> **Brief**: Format every line of the listing below as a Markdown table with two columns, Row and Line, numbering the rows and skipping any blank lines.

Pointing and labeling entries:
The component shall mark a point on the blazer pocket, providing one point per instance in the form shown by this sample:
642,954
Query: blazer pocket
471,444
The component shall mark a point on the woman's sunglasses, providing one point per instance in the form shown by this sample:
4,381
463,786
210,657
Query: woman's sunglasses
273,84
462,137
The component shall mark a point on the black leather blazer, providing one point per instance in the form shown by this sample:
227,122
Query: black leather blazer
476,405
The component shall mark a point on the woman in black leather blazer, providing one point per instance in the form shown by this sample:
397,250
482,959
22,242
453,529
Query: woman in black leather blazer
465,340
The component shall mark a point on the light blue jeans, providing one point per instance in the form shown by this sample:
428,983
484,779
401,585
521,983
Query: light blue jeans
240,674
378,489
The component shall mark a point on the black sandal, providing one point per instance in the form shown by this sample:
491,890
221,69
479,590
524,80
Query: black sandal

> **The response**:
| Row | Line |
|---|---|
| 1 | The component shall mark a point on the blazer pocket, providing one point per instance in the form shown by this sample: |
| 2 | 642,954 |
| 3 | Query: blazer pocket |
| 4 | 471,444 |
| 5 | The component shall mark a point on the woman's sunglasses, providing one point per instance in the form shown by this sample: |
| 6 | 4,381 |
| 7 | 463,786 |
| 8 | 210,657 |
| 9 | Query: woman's sunglasses |
| 10 | 273,84 |
| 11 | 462,137 |
| 12 | The component shall mark a point on the black leather blazer, providing one point per instance in the form shown by this sample: |
| 13 | 227,122 |
| 14 | Query: black leather blazer |
| 15 | 476,405 |
| 16 | The component shall mark a point on the woman in black leather blazer, providing one point per instance in the form shown by this sample: |
| 17 | 397,250 |
| 18 | 482,959 |
| 19 | 22,242 |
| 20 | 453,529 |
| 21 | Query: woman in black leather blazer |
| 22 | 465,340 |
| 23 | The component shall mark a point on the light blue jeans, providing one point per instance in the form shown by this sample: |
| 24 | 428,983 |
| 25 | 484,779 |
| 26 | 401,585 |
| 27 | 521,983 |
| 28 | Query: light blue jeans |
| 29 | 240,674 |
| 30 | 378,489 |
| 31 | The component shall mark a point on the black sandal, providing one point per instance in the form shown by this sample: |
| 32 | 491,890 |
| 33 | 221,69 |
| 34 | 479,590 |
| 35 | 524,80 |
| 36 | Query: black sandal |